§ **Task instructions**:
Repeat exactly the lines from the line containing "the green tree" through the last line of the records below, inclusive, and nothing else.

§ **Dataset entries**:
________________________________________
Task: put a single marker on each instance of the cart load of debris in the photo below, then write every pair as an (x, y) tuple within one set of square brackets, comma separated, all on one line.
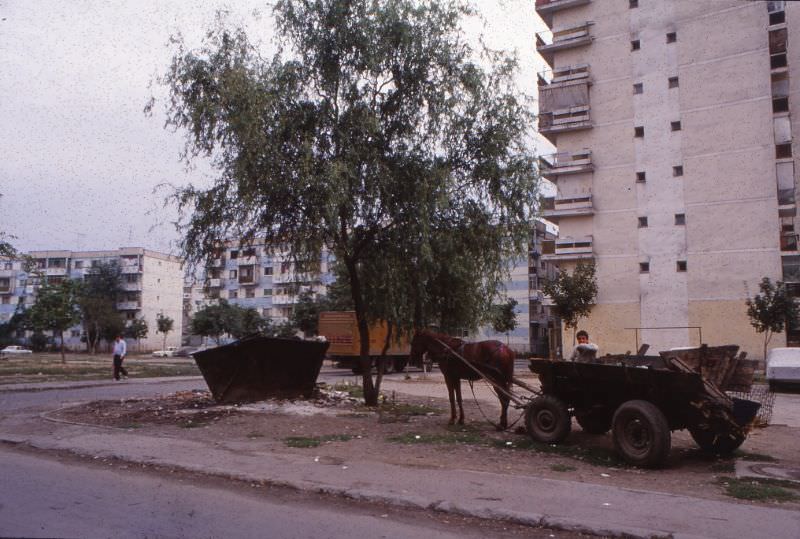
[(257, 368), (642, 398)]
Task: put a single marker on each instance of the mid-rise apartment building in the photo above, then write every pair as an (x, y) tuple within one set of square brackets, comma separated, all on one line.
[(151, 285), (675, 168)]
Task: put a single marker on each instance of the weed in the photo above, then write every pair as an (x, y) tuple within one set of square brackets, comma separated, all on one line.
[(754, 457), (759, 489), (461, 437), (595, 456), (315, 441)]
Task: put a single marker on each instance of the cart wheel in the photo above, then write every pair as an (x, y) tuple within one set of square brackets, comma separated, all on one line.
[(717, 443), (641, 433), (547, 419), (595, 420)]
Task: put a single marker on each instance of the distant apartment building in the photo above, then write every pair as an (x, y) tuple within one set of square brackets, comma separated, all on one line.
[(151, 285), (265, 279), (675, 164)]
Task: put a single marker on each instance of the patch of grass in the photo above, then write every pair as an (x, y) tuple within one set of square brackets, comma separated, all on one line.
[(754, 457), (355, 391), (595, 456), (315, 441), (760, 490), (724, 466), (463, 437)]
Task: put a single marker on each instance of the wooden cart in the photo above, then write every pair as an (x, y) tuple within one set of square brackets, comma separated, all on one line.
[(641, 399)]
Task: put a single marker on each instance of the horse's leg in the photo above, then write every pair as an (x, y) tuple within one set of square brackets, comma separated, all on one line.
[(451, 396), (460, 404), (504, 400)]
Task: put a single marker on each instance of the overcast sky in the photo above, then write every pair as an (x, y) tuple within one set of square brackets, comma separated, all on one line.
[(79, 160)]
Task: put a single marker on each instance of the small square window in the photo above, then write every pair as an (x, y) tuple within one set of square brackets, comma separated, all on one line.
[(780, 104), (783, 150)]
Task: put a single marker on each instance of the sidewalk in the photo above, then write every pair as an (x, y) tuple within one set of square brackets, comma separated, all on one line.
[(532, 500)]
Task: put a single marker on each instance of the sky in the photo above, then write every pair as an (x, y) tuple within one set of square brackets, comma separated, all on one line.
[(81, 165)]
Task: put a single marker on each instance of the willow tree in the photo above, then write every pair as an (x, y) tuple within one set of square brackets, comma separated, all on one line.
[(374, 132)]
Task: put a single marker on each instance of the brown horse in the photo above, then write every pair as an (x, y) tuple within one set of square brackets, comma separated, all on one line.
[(493, 359)]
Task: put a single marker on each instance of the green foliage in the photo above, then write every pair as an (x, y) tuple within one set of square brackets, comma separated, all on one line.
[(164, 324), (374, 133), (97, 302), (573, 294), (771, 310), (136, 329), (224, 318), (55, 309), (504, 317)]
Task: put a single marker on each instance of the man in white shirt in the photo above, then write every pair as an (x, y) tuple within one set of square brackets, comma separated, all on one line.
[(120, 349)]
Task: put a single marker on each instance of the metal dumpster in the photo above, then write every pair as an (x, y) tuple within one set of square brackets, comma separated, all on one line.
[(256, 368)]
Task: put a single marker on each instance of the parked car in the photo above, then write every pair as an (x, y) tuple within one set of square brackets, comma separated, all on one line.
[(783, 366), (169, 352), (14, 350)]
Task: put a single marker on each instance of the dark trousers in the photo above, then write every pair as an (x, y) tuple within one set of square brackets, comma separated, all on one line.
[(118, 368)]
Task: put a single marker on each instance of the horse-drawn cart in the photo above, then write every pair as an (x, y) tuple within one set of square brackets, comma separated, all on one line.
[(641, 400)]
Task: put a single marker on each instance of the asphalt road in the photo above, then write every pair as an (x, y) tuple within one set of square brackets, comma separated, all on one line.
[(44, 496)]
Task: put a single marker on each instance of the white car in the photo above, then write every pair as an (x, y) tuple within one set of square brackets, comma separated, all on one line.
[(783, 366), (13, 349)]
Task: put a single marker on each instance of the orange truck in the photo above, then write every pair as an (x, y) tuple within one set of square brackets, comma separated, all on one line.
[(341, 331)]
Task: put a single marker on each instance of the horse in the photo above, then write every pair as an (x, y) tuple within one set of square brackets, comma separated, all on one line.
[(493, 359)]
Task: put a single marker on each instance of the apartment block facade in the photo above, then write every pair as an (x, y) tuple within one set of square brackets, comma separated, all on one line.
[(151, 285), (262, 278), (675, 164)]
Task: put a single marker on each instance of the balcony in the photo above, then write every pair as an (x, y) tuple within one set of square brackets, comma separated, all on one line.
[(567, 249), (546, 7), (55, 272), (565, 163), (579, 205), (547, 42), (562, 121)]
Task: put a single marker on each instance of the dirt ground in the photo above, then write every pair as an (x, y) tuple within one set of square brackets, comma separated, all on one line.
[(412, 430)]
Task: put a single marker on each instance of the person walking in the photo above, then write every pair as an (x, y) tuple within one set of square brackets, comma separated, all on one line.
[(120, 349)]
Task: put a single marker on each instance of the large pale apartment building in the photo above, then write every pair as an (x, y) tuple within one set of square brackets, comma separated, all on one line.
[(151, 285), (675, 164)]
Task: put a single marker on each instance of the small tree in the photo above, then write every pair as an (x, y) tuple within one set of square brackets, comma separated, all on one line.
[(55, 310), (504, 318), (771, 310), (137, 329), (164, 324), (573, 294)]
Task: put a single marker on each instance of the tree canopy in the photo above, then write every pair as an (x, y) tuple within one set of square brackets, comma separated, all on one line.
[(771, 310), (375, 132), (573, 294)]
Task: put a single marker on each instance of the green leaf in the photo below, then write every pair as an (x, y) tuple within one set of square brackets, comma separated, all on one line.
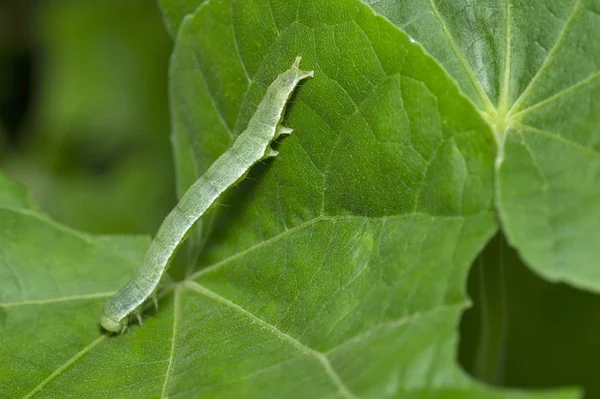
[(98, 134), (335, 270), (533, 70), (175, 10), (525, 331), (53, 281)]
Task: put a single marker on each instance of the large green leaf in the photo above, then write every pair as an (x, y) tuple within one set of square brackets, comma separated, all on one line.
[(533, 69), (335, 270), (526, 331)]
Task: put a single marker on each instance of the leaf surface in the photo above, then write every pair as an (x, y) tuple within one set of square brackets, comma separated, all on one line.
[(533, 70), (335, 270)]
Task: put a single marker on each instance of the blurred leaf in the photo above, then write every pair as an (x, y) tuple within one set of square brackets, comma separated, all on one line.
[(526, 332), (99, 157), (175, 10), (533, 69)]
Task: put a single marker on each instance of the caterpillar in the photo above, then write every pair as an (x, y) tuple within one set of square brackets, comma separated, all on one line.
[(251, 146)]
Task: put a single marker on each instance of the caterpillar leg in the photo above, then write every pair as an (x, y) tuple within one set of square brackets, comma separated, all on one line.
[(138, 317), (283, 131), (270, 153)]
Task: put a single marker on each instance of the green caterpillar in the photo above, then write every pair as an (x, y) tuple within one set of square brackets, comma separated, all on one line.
[(251, 146)]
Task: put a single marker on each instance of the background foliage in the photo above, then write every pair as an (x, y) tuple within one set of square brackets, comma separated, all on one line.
[(339, 268)]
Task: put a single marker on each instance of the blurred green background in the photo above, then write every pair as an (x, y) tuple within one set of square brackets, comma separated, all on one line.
[(84, 110), (84, 124)]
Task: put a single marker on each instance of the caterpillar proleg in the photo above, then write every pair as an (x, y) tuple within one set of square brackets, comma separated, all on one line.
[(251, 146)]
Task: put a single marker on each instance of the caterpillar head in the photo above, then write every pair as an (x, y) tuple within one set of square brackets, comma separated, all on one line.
[(113, 326)]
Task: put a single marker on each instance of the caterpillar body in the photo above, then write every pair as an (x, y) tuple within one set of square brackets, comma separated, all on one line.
[(251, 146)]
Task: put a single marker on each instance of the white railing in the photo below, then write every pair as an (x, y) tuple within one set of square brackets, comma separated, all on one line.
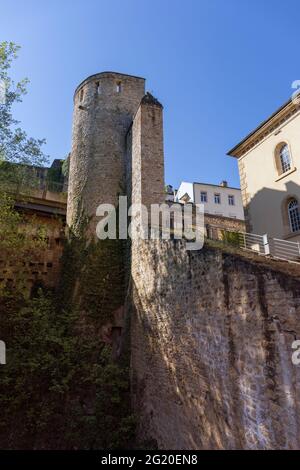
[(261, 244), (285, 249)]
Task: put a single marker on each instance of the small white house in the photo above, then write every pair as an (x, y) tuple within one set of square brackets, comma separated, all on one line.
[(219, 200)]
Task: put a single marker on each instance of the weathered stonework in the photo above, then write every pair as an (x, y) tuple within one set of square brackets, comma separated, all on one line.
[(211, 350), (104, 107)]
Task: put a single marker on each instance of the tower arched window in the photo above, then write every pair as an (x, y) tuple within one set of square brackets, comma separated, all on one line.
[(285, 158), (294, 215)]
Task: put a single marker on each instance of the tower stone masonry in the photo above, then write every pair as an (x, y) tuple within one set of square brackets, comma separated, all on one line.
[(117, 145)]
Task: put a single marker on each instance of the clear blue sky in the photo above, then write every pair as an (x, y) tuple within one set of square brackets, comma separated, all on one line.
[(218, 66)]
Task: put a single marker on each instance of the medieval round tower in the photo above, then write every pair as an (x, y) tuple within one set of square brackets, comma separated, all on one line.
[(104, 108)]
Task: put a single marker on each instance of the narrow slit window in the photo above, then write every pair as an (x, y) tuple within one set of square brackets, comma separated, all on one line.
[(217, 198)]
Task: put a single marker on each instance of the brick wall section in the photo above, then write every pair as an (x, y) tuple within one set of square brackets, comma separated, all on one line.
[(211, 350)]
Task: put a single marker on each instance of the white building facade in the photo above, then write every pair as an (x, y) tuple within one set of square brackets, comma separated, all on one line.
[(220, 200)]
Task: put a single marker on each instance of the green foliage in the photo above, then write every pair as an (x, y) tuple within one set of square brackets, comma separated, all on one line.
[(20, 239), (59, 389), (15, 146)]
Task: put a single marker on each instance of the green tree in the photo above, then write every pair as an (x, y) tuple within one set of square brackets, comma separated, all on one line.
[(16, 149)]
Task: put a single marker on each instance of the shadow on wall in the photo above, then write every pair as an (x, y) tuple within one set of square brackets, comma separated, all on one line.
[(268, 211), (211, 351)]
________________________________________
§ **Task answer**:
Task: put a single marker on each instance of the green tree in the photo above, then write every pair as an (x, y) tuple within one set of square brackets, comma separated, all on one line.
[(16, 149)]
Task: put a single marker on each instance of the shadow on wall in the photo above, then write every pair as an (x, y) tuple within one set of square brackets, comma separated, all on one line.
[(268, 211), (211, 351)]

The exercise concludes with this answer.